» **EXERCISE DESCRIPTION**
Give the data again exactly, from its opening line through the line in which "Target: autumn tree" appears.

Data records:

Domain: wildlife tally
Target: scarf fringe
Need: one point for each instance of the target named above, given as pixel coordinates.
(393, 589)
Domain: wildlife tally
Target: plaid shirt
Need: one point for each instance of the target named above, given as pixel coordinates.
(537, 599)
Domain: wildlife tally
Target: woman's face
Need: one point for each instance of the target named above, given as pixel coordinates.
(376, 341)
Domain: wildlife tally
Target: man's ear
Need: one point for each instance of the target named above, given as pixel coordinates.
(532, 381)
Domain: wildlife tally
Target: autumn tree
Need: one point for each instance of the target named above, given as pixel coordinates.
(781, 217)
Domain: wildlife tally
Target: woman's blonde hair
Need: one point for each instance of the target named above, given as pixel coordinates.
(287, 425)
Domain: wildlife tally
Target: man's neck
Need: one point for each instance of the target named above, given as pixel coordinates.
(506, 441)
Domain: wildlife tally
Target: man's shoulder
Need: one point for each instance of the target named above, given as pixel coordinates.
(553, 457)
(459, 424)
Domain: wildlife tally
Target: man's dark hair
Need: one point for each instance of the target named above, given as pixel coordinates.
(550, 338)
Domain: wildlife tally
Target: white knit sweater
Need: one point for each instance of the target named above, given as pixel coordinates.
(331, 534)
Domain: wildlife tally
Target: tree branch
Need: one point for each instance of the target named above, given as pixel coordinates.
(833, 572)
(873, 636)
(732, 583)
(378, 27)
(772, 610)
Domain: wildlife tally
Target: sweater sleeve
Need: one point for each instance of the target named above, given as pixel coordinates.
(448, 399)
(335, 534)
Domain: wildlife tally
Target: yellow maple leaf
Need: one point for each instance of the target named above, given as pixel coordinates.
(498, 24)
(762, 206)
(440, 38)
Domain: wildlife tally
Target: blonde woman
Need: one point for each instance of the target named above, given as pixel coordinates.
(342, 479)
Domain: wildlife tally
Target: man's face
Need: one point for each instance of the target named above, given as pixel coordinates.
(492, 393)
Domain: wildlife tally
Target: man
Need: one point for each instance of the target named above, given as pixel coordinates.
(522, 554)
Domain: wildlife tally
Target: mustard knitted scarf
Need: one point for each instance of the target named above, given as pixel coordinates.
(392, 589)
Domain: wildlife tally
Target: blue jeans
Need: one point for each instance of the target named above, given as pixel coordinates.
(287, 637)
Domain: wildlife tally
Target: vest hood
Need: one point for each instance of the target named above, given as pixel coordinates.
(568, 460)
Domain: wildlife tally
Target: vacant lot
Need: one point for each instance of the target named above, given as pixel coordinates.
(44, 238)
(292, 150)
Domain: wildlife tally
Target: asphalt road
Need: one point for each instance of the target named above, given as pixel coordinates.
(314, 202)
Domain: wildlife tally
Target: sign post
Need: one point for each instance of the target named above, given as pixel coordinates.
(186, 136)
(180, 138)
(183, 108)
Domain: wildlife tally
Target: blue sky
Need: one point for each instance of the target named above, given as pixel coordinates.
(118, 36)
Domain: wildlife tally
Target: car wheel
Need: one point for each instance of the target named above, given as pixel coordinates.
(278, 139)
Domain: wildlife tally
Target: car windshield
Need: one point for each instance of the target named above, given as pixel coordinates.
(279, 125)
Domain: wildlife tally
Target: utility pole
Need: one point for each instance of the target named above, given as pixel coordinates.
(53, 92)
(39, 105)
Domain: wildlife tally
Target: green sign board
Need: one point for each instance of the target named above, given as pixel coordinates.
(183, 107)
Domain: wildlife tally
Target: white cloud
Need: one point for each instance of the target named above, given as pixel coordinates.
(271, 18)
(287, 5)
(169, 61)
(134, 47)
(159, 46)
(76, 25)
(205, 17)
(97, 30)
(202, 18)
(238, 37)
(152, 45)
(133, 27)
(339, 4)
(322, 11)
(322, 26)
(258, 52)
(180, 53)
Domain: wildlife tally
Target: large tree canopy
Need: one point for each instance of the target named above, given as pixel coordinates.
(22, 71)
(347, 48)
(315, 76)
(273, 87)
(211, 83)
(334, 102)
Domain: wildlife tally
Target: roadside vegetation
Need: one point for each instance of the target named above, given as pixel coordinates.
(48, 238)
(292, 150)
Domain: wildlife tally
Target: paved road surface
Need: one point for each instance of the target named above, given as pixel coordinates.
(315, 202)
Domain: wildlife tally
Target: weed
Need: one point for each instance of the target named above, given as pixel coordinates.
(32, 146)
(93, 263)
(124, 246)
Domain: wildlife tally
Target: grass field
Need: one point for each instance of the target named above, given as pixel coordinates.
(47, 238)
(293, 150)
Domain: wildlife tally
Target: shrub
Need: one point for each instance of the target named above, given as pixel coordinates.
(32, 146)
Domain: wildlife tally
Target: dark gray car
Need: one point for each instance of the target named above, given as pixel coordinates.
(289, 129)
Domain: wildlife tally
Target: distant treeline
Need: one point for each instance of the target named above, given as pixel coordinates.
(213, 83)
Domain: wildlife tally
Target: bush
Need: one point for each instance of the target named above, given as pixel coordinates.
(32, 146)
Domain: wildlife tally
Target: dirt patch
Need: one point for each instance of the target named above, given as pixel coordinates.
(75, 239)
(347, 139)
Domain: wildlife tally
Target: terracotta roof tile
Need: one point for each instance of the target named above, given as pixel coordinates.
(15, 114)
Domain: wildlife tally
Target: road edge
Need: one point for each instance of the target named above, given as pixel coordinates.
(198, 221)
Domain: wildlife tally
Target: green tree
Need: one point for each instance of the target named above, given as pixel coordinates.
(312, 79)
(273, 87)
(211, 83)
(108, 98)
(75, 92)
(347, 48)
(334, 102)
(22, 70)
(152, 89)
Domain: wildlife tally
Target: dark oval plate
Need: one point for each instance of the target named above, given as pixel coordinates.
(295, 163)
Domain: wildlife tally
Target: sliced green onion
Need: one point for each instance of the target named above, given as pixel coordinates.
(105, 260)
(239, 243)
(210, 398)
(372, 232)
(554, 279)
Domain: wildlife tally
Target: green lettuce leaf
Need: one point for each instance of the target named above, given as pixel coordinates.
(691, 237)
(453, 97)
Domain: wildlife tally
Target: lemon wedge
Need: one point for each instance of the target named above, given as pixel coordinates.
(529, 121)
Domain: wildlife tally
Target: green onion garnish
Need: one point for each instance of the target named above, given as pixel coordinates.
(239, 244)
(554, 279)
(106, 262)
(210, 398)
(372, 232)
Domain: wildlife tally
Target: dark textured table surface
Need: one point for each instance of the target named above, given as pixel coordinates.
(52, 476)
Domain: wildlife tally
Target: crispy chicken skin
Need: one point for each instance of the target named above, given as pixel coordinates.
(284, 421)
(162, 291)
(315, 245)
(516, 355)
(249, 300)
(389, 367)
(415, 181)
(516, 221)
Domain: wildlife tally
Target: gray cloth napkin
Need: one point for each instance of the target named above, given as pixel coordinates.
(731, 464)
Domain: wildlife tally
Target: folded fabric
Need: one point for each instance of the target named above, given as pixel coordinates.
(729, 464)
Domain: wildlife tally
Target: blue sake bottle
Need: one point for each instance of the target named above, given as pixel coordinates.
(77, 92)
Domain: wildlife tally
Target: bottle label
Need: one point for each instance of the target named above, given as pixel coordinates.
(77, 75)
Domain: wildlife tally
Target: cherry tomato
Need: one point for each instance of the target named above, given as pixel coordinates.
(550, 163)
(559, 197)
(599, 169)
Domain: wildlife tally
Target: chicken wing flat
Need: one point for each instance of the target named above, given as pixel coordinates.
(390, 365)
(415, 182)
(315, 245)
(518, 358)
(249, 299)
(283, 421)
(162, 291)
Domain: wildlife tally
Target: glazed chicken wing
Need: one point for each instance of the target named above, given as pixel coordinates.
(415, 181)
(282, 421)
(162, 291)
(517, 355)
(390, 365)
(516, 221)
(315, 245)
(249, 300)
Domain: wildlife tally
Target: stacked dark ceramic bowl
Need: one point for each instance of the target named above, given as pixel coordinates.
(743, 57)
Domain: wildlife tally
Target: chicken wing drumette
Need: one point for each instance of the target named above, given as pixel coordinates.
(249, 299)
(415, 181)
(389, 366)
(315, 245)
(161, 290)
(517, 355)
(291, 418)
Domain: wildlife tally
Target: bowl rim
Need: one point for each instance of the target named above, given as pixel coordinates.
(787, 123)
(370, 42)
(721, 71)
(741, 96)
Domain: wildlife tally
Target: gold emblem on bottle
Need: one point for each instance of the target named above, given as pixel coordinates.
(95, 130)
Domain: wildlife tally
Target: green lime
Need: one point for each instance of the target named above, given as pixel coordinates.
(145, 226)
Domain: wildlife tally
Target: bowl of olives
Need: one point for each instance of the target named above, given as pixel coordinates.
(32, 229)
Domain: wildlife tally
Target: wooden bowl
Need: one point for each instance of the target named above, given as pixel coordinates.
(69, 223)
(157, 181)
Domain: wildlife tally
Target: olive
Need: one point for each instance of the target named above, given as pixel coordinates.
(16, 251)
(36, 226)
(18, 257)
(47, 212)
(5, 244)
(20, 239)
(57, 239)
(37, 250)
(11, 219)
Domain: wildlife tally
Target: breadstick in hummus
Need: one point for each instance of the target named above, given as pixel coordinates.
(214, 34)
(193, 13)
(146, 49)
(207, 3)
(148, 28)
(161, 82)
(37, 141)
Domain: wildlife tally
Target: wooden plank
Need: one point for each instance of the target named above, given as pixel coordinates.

» **WRITTEN ANSWER**
Domain: wildlife tally
Target: scarf fringe
Need: one point for each instance of the target named above, given as pixel coordinates.
(393, 589)
Domain: wildlife tally
Target: plaid shirt
Need: one point for each instance of the target named above, given as pixel coordinates.
(537, 599)
Domain: wildlife tally
Target: woman's face
Need: one point for each instance of the target named above, given as pixel coordinates.
(376, 341)
Domain: wildlife tally
Target: man's ear
Need: one point for each instance of the target named above, given as pixel coordinates.
(532, 381)
Domain: wildlife tally
Target: autumn tree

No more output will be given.